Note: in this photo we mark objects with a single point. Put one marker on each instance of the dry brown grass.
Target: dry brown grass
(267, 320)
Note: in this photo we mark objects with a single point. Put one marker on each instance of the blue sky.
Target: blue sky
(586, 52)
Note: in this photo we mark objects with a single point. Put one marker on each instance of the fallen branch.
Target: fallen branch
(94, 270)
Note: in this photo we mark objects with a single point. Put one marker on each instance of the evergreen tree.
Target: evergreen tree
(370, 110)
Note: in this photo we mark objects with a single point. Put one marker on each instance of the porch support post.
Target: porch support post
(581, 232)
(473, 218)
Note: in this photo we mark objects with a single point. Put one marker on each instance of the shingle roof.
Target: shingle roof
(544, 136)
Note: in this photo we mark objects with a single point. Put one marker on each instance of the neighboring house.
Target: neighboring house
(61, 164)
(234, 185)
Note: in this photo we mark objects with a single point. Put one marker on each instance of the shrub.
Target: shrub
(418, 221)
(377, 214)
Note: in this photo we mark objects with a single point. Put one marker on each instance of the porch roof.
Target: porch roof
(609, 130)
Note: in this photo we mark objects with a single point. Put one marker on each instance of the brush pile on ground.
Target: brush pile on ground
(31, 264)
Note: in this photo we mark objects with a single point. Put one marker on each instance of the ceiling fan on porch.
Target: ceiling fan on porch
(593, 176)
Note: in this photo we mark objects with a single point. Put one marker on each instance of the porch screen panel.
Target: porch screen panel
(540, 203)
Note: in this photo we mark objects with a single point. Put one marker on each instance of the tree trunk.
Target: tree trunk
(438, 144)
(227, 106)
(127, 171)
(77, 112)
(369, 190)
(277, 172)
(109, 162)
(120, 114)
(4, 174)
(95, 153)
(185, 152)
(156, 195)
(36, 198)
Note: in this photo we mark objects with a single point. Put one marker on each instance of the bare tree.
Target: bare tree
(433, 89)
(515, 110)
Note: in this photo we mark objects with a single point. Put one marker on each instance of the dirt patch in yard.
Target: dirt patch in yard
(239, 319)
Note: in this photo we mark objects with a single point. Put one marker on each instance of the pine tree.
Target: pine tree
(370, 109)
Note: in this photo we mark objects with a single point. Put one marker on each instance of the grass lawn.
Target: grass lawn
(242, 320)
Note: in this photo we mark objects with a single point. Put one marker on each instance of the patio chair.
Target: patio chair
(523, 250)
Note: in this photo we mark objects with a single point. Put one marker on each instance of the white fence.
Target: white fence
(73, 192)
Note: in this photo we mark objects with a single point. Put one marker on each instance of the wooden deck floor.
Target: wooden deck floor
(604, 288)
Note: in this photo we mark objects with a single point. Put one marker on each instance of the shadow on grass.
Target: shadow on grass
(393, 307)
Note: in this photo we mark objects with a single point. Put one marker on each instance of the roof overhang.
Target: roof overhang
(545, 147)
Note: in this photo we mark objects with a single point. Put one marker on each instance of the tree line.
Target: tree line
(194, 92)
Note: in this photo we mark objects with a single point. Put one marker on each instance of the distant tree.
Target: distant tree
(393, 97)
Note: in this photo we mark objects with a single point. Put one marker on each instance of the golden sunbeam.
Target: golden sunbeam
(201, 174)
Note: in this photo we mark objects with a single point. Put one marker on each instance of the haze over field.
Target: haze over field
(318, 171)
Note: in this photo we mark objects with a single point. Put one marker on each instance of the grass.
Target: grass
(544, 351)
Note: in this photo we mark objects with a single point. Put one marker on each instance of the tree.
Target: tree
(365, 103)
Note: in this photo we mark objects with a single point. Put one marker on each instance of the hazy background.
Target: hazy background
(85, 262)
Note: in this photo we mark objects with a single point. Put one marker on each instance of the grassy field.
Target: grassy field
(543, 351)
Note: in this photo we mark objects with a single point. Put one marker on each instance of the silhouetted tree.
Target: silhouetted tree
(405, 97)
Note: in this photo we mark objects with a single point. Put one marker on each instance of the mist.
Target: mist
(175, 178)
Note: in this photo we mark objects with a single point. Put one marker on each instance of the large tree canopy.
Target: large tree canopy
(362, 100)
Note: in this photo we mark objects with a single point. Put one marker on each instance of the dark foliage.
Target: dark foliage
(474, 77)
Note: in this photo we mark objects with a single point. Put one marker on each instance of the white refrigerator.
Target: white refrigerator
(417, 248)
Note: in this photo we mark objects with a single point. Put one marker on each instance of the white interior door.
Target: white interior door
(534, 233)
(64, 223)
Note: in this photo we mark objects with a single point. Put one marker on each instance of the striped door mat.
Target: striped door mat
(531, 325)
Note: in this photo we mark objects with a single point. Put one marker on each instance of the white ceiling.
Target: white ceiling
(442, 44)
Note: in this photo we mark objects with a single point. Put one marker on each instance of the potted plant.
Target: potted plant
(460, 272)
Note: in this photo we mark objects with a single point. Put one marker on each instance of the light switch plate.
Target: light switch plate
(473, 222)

# PROBLEM
Print every entry exactly as it appears.

# FINISHED EXERCISE
Note: in this photo we mark objects with a single point. Put one marker on each instance of the dry brown grass.
Target: dry brown grass
(267, 320)
Note: in this photo we mark objects with a single point. Put one marker on each instance of the blue sky.
Target: blue sky
(586, 52)
Note: in this photo we mark objects with a single point. Put one marker on each instance of the fallen branch.
Target: fallen branch
(94, 270)
Note: in this photo we mark objects with a single point. Put one marker on each instance of the evergreen tree.
Target: evergreen tree
(370, 110)
Note: in this photo we mark objects with a single point. Put one marker on each instance of the porch support post.
Target: porch support post
(581, 232)
(473, 218)
Note: in this photo we mark objects with a single point. Put one marker on each instance of the shingle roof.
Target: shingle roof
(544, 136)
Note: in this photo we mark objects with a single point. Put one marker on each instance of the neighboring house.
Target: neighboring house
(61, 164)
(234, 185)
Note: in this photo we mark objects with a single point. Put one marker on each instance of the shrub.
Target: shrub
(418, 221)
(377, 214)
Note: in this photo we mark objects with a single point. Put one marker on each instance of the porch roof.
Target: porch roof
(609, 130)
Note: in this photo we mark objects with a single point. Put one marker on each instance of the brush pile on ground.
Target: brush pile on ground
(31, 264)
Note: in this photo we mark objects with a single point. Put one marker on each instance of the ceiling fan on porch.
Target: ceiling fan on porch
(593, 176)
Note: in this photo we mark objects with a single point. Put one marker on each instance of the porch screen panel.
Target: porch screen panel
(540, 203)
Note: in this photo we mark objects with a single point. Put one marker on each instance of the tree trunk.
Target: tree trunk
(438, 144)
(227, 106)
(127, 171)
(77, 112)
(369, 190)
(277, 172)
(109, 162)
(120, 114)
(4, 174)
(95, 153)
(185, 152)
(156, 195)
(36, 198)
Note: in this photo we mark objects with a single point. Put one marker on each instance of the bare tree.
Target: bare tree
(433, 89)
(515, 110)
Note: in this photo we mark objects with a single point. Put one marker on each instance of the dirt patch in yard.
Target: dirt patch in yard
(239, 319)
Note: in this photo we mark objects with a single point. Put one marker on each instance of the pine tree.
Target: pine tree
(370, 109)
Note: in this photo we mark objects with a single point. Put one marker on each instance of the grass lawn.
Target: grass lawn
(242, 320)
Note: in this photo we mark objects with a single point. Put one marker on each instance of the patio chair.
Target: patio chair
(523, 250)
Note: in this photo we mark objects with a single point. Put one marker on each instance of the white fence.
Target: white fence
(73, 192)
Note: in this photo we mark objects with a single point. Put one marker on each instance of the wooden deck floor.
Target: wooden deck floor
(604, 288)
Note: in this photo we mark objects with a single point. Put one marker on each instance of the shadow on grass.
Target: shadow on grass
(393, 307)
Note: in this photo we mark objects with a single point. Put one marker on each instance of the roof overhang.
Target: roof overhang
(545, 147)
Note: in this photo we mark objects with a single point. Put one marker on each instance of the tree line.
Target: tree line
(194, 92)
Note: in this photo we mark objects with a single point. Put one marker on each instance of the distant tree.
Target: distant tree
(393, 97)
Note: in this photo we mark objects with a single point. Put one marker on each instance of the golden sunbeam.
Target: golden sunbeam
(201, 174)
Note: in this photo we mark objects with a single point. Put one marker on each instance of the haze over field.
Target: haze over field
(318, 171)
Note: in this photo we mark objects with a single point. Put one marker on each instance of the grass.
Target: grass
(544, 351)
Note: in this photo we mark objects with a single point. Put one marker on each instance of the tree.
Target: tree
(365, 103)
Note: in this photo we mark objects with a single point. Put one marker on each instance of the hazy background.
Target: hazy background
(85, 262)
Note: in this photo we mark objects with a single point. Put one marker on each instance of the grassy field.
Target: grassy field
(543, 351)
Note: in this photo we mark objects with a single point. Put one marker on each instance of the silhouetted tree.
Target: silhouetted tree
(405, 97)
Note: in this photo we mark objects with a single point. Put one marker on each instance of the mist.
Target: mist
(175, 178)
Note: in this photo we mark objects with a single point. Put one marker on each instance of the large tree canopy.
Target: large tree canopy
(362, 100)
Note: in this photo we mark objects with a single point. Put one marker on each instance of the dark foliage.
Target: dark foliage
(474, 77)
Note: in this photo we mark objects with a single point. Put one marker on each instance of the white refrigerator.
Target: white refrigerator
(417, 248)
Note: in this photo we mark objects with a single point. Put one marker on each instance of the white interior door.
Target: white interior door
(534, 233)
(64, 223)
Note: in this photo we mark objects with a single point. Put one marker on each instance of the striped door mat.
Target: striped door mat
(531, 325)
Note: in this photo we mark objects with a single point. Put one marker on each instance of the white ceiling.
Target: white ceiling
(442, 44)
Note: in this photo we mark objects with a single point. Put one marker on each instance of the potted plant.
Target: potted plant
(460, 272)
Note: in this photo we mark objects with a single point. Put one marker on each instance of the light switch plate.
Target: light switch plate
(473, 222)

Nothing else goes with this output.